Render all of the material below as a JSON list of strings, one string per line, with blank lines skipped and the picture left out.

*** Stored records

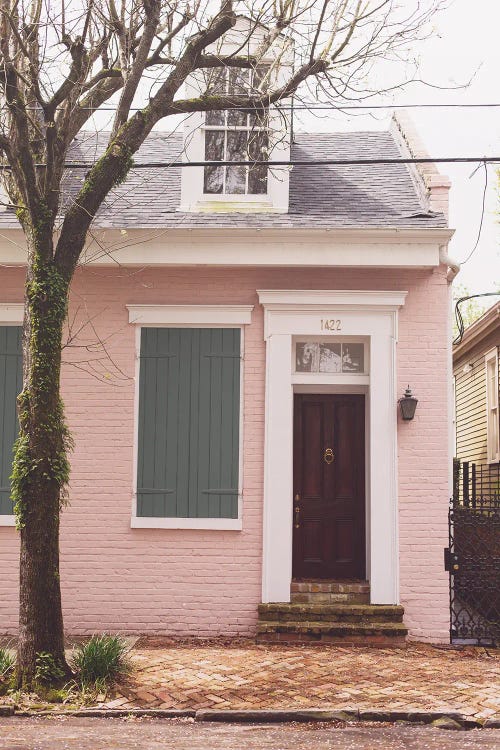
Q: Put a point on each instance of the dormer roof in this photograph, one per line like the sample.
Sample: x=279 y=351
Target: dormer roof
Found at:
x=347 y=196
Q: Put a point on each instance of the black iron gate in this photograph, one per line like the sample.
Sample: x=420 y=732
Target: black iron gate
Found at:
x=473 y=557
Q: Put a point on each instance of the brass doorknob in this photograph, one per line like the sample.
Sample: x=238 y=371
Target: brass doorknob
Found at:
x=328 y=456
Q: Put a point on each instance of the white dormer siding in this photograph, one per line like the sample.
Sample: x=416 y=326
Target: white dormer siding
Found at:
x=236 y=135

******

• Final result:
[
  "Q: Put a point on each instance of the dormer roof in this photograph, one per line like the sample.",
  "Sample: x=279 y=351",
  "Target: dormer roof",
  "Found at:",
  "x=347 y=196",
  "Q: Put a point on each instance of the black iron gate in this photograph, one per line like the sample.",
  "Sample: x=420 y=732",
  "Target: black iron gate",
  "Found at:",
  "x=473 y=557",
  "Q: Put a point on each instance of the brass doorknob in this photograph, one per line like the sample.",
  "Sample: x=238 y=371",
  "Target: brass doorknob",
  "Found at:",
  "x=328 y=456",
  "Q: Put a point on each instance of the white dormer siding in this photograph, one per line like the sample.",
  "Sample: x=416 y=326",
  "Target: white dormer siding",
  "Found at:",
  "x=236 y=135"
]